▶ _Problem to work on_: Wherever "plant" turns up in the entries, copy out the line that holds it.

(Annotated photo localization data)
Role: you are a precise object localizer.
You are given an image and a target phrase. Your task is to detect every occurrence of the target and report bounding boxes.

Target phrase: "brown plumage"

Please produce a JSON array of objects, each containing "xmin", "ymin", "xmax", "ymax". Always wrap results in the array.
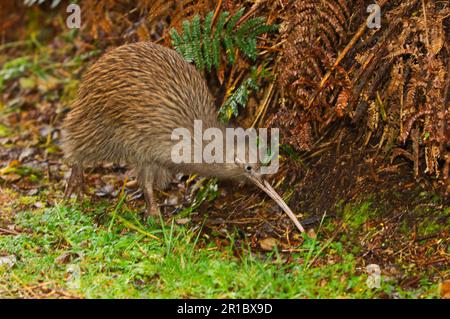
[{"xmin": 62, "ymin": 41, "xmax": 304, "ymax": 232}]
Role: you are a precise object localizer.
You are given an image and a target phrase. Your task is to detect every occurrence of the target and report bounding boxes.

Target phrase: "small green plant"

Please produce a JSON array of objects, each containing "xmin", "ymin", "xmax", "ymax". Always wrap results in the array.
[
  {"xmin": 175, "ymin": 178, "xmax": 219, "ymax": 218},
  {"xmin": 170, "ymin": 10, "xmax": 276, "ymax": 122},
  {"xmin": 218, "ymin": 65, "xmax": 271, "ymax": 122},
  {"xmin": 219, "ymin": 75, "xmax": 257, "ymax": 121},
  {"xmin": 170, "ymin": 8, "xmax": 278, "ymax": 71},
  {"xmin": 0, "ymin": 57, "xmax": 33, "ymax": 91}
]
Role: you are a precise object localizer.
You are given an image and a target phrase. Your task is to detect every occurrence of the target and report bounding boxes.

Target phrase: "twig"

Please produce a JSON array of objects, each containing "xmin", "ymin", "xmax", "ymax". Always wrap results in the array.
[
  {"xmin": 236, "ymin": 0, "xmax": 265, "ymax": 26},
  {"xmin": 0, "ymin": 227, "xmax": 20, "ymax": 235},
  {"xmin": 421, "ymin": 0, "xmax": 430, "ymax": 49},
  {"xmin": 251, "ymin": 81, "xmax": 275, "ymax": 128},
  {"xmin": 212, "ymin": 0, "xmax": 223, "ymax": 25},
  {"xmin": 0, "ymin": 40, "xmax": 32, "ymax": 51},
  {"xmin": 10, "ymin": 274, "xmax": 38, "ymax": 298}
]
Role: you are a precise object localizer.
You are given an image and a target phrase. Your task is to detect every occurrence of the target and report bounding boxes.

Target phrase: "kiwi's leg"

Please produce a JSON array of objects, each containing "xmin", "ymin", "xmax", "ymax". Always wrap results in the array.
[
  {"xmin": 143, "ymin": 182, "xmax": 159, "ymax": 218},
  {"xmin": 137, "ymin": 165, "xmax": 160, "ymax": 218},
  {"xmin": 64, "ymin": 162, "xmax": 84, "ymax": 201}
]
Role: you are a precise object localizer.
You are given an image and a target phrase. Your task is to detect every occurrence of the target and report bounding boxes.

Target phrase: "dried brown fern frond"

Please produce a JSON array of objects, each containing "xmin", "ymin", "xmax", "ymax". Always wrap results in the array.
[
  {"xmin": 275, "ymin": 0, "xmax": 450, "ymax": 189},
  {"xmin": 80, "ymin": 0, "xmax": 189, "ymax": 44},
  {"xmin": 168, "ymin": 0, "xmax": 215, "ymax": 27},
  {"xmin": 275, "ymin": 0, "xmax": 356, "ymax": 150}
]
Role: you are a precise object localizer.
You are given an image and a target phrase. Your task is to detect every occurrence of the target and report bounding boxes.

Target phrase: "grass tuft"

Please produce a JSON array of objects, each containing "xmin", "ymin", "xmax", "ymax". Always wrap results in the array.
[{"xmin": 0, "ymin": 203, "xmax": 439, "ymax": 298}]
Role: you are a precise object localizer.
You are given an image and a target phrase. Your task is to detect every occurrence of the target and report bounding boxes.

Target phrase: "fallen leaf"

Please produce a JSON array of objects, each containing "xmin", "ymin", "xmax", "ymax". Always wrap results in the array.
[
  {"xmin": 95, "ymin": 184, "xmax": 115, "ymax": 197},
  {"xmin": 19, "ymin": 77, "xmax": 36, "ymax": 90},
  {"xmin": 307, "ymin": 228, "xmax": 317, "ymax": 239},
  {"xmin": 439, "ymin": 280, "xmax": 450, "ymax": 299},
  {"xmin": 0, "ymin": 160, "xmax": 20, "ymax": 175},
  {"xmin": 0, "ymin": 123, "xmax": 11, "ymax": 138},
  {"xmin": 164, "ymin": 196, "xmax": 179, "ymax": 206},
  {"xmin": 0, "ymin": 255, "xmax": 17, "ymax": 268},
  {"xmin": 37, "ymin": 75, "xmax": 60, "ymax": 92},
  {"xmin": 176, "ymin": 217, "xmax": 191, "ymax": 225},
  {"xmin": 259, "ymin": 237, "xmax": 278, "ymax": 251},
  {"xmin": 55, "ymin": 252, "xmax": 79, "ymax": 265},
  {"xmin": 125, "ymin": 180, "xmax": 138, "ymax": 188},
  {"xmin": 33, "ymin": 201, "xmax": 44, "ymax": 208},
  {"xmin": 18, "ymin": 147, "xmax": 35, "ymax": 161},
  {"xmin": 2, "ymin": 173, "xmax": 21, "ymax": 182}
]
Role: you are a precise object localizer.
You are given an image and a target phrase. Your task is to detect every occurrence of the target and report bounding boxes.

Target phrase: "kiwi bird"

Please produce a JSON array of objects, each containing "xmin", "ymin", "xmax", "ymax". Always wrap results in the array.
[{"xmin": 62, "ymin": 41, "xmax": 304, "ymax": 233}]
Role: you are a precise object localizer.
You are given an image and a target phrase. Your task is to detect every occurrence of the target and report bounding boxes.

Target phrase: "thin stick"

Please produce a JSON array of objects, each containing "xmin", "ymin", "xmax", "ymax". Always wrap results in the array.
[
  {"xmin": 212, "ymin": 0, "xmax": 223, "ymax": 25},
  {"xmin": 236, "ymin": 0, "xmax": 265, "ymax": 26},
  {"xmin": 251, "ymin": 81, "xmax": 275, "ymax": 128},
  {"xmin": 0, "ymin": 227, "xmax": 20, "ymax": 235},
  {"xmin": 421, "ymin": 0, "xmax": 430, "ymax": 49}
]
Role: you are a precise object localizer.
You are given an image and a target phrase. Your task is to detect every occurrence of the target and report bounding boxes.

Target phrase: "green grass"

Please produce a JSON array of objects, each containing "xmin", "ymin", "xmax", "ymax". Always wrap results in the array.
[{"xmin": 0, "ymin": 202, "xmax": 440, "ymax": 298}]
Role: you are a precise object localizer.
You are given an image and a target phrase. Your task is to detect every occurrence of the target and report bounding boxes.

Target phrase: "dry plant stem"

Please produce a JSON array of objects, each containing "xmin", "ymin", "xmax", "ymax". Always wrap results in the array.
[
  {"xmin": 412, "ymin": 129, "xmax": 419, "ymax": 177},
  {"xmin": 0, "ymin": 227, "xmax": 20, "ymax": 235},
  {"xmin": 307, "ymin": 0, "xmax": 390, "ymax": 109},
  {"xmin": 236, "ymin": 0, "xmax": 265, "ymax": 26},
  {"xmin": 251, "ymin": 81, "xmax": 275, "ymax": 128},
  {"xmin": 212, "ymin": 0, "xmax": 223, "ymax": 25},
  {"xmin": 421, "ymin": 0, "xmax": 430, "ymax": 48}
]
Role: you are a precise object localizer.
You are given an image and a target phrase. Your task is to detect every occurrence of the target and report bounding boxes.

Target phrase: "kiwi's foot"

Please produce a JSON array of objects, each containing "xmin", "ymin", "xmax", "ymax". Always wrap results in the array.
[
  {"xmin": 144, "ymin": 206, "xmax": 160, "ymax": 219},
  {"xmin": 143, "ymin": 183, "xmax": 161, "ymax": 220},
  {"xmin": 64, "ymin": 163, "xmax": 85, "ymax": 202}
]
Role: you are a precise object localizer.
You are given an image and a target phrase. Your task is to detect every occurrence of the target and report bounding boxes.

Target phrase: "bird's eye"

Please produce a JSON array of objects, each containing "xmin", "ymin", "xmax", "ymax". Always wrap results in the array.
[{"xmin": 245, "ymin": 165, "xmax": 252, "ymax": 172}]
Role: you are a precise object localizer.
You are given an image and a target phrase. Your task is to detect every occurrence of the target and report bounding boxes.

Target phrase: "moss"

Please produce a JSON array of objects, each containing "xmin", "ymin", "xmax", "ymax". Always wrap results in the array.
[{"xmin": 342, "ymin": 201, "xmax": 376, "ymax": 230}]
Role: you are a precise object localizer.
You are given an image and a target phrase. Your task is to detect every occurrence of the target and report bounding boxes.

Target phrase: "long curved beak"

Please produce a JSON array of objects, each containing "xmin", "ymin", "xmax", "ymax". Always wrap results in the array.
[{"xmin": 247, "ymin": 174, "xmax": 305, "ymax": 233}]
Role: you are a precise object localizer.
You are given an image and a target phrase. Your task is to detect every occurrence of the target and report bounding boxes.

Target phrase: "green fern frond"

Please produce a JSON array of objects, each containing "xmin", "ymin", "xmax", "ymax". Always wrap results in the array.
[
  {"xmin": 212, "ymin": 11, "xmax": 229, "ymax": 68},
  {"xmin": 218, "ymin": 79, "xmax": 251, "ymax": 122},
  {"xmin": 218, "ymin": 65, "xmax": 272, "ymax": 122},
  {"xmin": 169, "ymin": 9, "xmax": 276, "ymax": 70},
  {"xmin": 169, "ymin": 28, "xmax": 184, "ymax": 56},
  {"xmin": 202, "ymin": 11, "xmax": 214, "ymax": 71},
  {"xmin": 225, "ymin": 8, "xmax": 244, "ymax": 35},
  {"xmin": 236, "ymin": 16, "xmax": 266, "ymax": 38},
  {"xmin": 249, "ymin": 23, "xmax": 279, "ymax": 37},
  {"xmin": 181, "ymin": 20, "xmax": 194, "ymax": 62},
  {"xmin": 170, "ymin": 10, "xmax": 276, "ymax": 122},
  {"xmin": 223, "ymin": 33, "xmax": 236, "ymax": 64},
  {"xmin": 224, "ymin": 8, "xmax": 244, "ymax": 63},
  {"xmin": 191, "ymin": 15, "xmax": 204, "ymax": 70}
]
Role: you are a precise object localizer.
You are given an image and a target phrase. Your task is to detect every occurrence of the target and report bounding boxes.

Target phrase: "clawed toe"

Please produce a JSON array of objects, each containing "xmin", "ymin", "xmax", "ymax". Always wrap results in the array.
[
  {"xmin": 64, "ymin": 163, "xmax": 84, "ymax": 202},
  {"xmin": 144, "ymin": 206, "xmax": 160, "ymax": 219}
]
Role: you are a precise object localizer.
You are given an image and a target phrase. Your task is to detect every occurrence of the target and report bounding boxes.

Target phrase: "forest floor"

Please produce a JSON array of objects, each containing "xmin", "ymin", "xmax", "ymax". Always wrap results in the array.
[
  {"xmin": 0, "ymin": 183, "xmax": 448, "ymax": 298},
  {"xmin": 0, "ymin": 109, "xmax": 448, "ymax": 297}
]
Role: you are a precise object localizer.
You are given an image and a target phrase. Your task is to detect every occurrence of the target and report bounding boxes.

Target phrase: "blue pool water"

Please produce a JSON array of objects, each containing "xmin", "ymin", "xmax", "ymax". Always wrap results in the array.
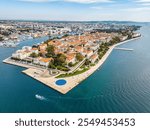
[{"xmin": 56, "ymin": 79, "xmax": 67, "ymax": 86}]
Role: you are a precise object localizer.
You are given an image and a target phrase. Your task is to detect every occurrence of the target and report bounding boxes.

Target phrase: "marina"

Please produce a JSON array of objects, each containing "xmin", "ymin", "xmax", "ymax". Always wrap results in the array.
[{"xmin": 0, "ymin": 41, "xmax": 19, "ymax": 48}]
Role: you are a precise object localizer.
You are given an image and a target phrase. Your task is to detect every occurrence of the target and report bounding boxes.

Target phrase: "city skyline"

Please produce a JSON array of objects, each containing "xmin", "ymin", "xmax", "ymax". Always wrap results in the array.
[{"xmin": 0, "ymin": 0, "xmax": 150, "ymax": 22}]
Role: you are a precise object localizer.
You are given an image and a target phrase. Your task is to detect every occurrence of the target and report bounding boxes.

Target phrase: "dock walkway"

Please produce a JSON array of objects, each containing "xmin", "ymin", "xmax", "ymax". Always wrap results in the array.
[{"xmin": 114, "ymin": 47, "xmax": 134, "ymax": 51}]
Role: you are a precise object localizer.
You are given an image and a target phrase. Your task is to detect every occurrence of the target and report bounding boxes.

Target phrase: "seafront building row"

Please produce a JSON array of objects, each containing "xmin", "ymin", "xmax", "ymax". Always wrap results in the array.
[{"xmin": 11, "ymin": 32, "xmax": 129, "ymax": 67}]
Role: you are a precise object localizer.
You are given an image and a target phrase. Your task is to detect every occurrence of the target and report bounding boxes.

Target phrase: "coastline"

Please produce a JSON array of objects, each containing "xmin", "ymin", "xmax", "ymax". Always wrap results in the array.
[{"xmin": 3, "ymin": 37, "xmax": 140, "ymax": 94}]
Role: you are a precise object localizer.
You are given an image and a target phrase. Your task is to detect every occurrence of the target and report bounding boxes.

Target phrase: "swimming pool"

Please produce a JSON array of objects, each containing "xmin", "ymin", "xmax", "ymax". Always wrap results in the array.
[{"xmin": 55, "ymin": 79, "xmax": 67, "ymax": 86}]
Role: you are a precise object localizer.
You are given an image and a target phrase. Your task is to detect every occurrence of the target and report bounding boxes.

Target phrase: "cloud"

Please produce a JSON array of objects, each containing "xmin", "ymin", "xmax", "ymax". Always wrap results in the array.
[
  {"xmin": 19, "ymin": 0, "xmax": 51, "ymax": 2},
  {"xmin": 135, "ymin": 0, "xmax": 150, "ymax": 4},
  {"xmin": 141, "ymin": 3, "xmax": 150, "ymax": 5},
  {"xmin": 64, "ymin": 0, "xmax": 113, "ymax": 4},
  {"xmin": 18, "ymin": 0, "xmax": 114, "ymax": 3},
  {"xmin": 90, "ymin": 6, "xmax": 103, "ymax": 9},
  {"xmin": 136, "ymin": 0, "xmax": 150, "ymax": 2},
  {"xmin": 134, "ymin": 0, "xmax": 150, "ymax": 7},
  {"xmin": 123, "ymin": 7, "xmax": 150, "ymax": 11}
]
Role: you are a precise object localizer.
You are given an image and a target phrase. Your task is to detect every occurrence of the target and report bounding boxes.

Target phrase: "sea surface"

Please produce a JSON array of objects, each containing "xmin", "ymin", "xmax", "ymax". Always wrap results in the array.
[{"xmin": 0, "ymin": 24, "xmax": 150, "ymax": 113}]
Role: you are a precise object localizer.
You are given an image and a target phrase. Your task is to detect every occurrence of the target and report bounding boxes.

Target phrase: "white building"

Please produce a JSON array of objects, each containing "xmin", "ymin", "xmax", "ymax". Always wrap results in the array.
[
  {"xmin": 31, "ymin": 48, "xmax": 39, "ymax": 54},
  {"xmin": 33, "ymin": 57, "xmax": 53, "ymax": 67},
  {"xmin": 12, "ymin": 48, "xmax": 32, "ymax": 60},
  {"xmin": 132, "ymin": 33, "xmax": 141, "ymax": 38}
]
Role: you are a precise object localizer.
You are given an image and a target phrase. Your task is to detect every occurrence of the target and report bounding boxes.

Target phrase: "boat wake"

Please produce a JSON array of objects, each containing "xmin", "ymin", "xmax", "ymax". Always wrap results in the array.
[{"xmin": 35, "ymin": 94, "xmax": 48, "ymax": 101}]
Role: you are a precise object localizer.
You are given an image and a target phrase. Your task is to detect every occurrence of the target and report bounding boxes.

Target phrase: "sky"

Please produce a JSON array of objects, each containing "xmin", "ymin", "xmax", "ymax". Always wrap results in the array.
[{"xmin": 0, "ymin": 0, "xmax": 150, "ymax": 22}]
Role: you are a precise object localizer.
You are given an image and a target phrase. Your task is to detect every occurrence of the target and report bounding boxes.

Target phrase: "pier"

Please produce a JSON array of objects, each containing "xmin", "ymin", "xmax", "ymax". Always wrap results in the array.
[{"xmin": 114, "ymin": 47, "xmax": 134, "ymax": 51}]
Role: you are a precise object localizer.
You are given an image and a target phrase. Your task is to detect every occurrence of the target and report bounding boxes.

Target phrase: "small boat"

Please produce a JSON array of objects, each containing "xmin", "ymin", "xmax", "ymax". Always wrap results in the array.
[{"xmin": 35, "ymin": 94, "xmax": 46, "ymax": 101}]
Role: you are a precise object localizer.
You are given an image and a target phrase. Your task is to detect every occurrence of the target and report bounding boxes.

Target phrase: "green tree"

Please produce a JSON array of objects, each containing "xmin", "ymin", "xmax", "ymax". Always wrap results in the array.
[
  {"xmin": 113, "ymin": 36, "xmax": 121, "ymax": 43},
  {"xmin": 108, "ymin": 36, "xmax": 121, "ymax": 45},
  {"xmin": 38, "ymin": 52, "xmax": 43, "ymax": 57},
  {"xmin": 46, "ymin": 45, "xmax": 55, "ymax": 58},
  {"xmin": 0, "ymin": 36, "xmax": 3, "ymax": 41},
  {"xmin": 127, "ymin": 33, "xmax": 132, "ymax": 39},
  {"xmin": 30, "ymin": 52, "xmax": 38, "ymax": 58},
  {"xmin": 48, "ymin": 62, "xmax": 56, "ymax": 69},
  {"xmin": 54, "ymin": 54, "xmax": 66, "ymax": 66},
  {"xmin": 76, "ymin": 53, "xmax": 84, "ymax": 61},
  {"xmin": 68, "ymin": 62, "xmax": 73, "ymax": 67},
  {"xmin": 84, "ymin": 59, "xmax": 91, "ymax": 66}
]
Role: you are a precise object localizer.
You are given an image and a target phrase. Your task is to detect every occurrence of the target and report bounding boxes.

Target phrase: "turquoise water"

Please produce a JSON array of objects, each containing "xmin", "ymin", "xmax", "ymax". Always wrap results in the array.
[
  {"xmin": 56, "ymin": 79, "xmax": 67, "ymax": 86},
  {"xmin": 0, "ymin": 24, "xmax": 150, "ymax": 113}
]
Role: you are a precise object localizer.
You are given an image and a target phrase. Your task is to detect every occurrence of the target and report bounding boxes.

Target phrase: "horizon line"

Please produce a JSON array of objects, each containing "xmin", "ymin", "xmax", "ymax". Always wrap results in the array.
[{"xmin": 0, "ymin": 19, "xmax": 149, "ymax": 23}]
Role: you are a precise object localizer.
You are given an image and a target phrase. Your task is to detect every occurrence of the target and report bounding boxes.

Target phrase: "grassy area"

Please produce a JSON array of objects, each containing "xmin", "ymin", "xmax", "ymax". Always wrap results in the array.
[
  {"xmin": 90, "ymin": 63, "xmax": 95, "ymax": 66},
  {"xmin": 56, "ymin": 68, "xmax": 89, "ymax": 78},
  {"xmin": 56, "ymin": 65, "xmax": 70, "ymax": 71},
  {"xmin": 68, "ymin": 62, "xmax": 79, "ymax": 67}
]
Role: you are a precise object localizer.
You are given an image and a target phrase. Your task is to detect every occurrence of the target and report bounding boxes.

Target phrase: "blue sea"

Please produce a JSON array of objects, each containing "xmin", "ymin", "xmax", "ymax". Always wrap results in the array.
[{"xmin": 0, "ymin": 23, "xmax": 150, "ymax": 113}]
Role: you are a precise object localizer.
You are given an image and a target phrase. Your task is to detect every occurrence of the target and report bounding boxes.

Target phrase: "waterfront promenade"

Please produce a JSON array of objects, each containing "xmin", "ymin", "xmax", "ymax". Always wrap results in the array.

▶ _Output_:
Target phrase: "small green plant"
Target phrase: "dry plant stem"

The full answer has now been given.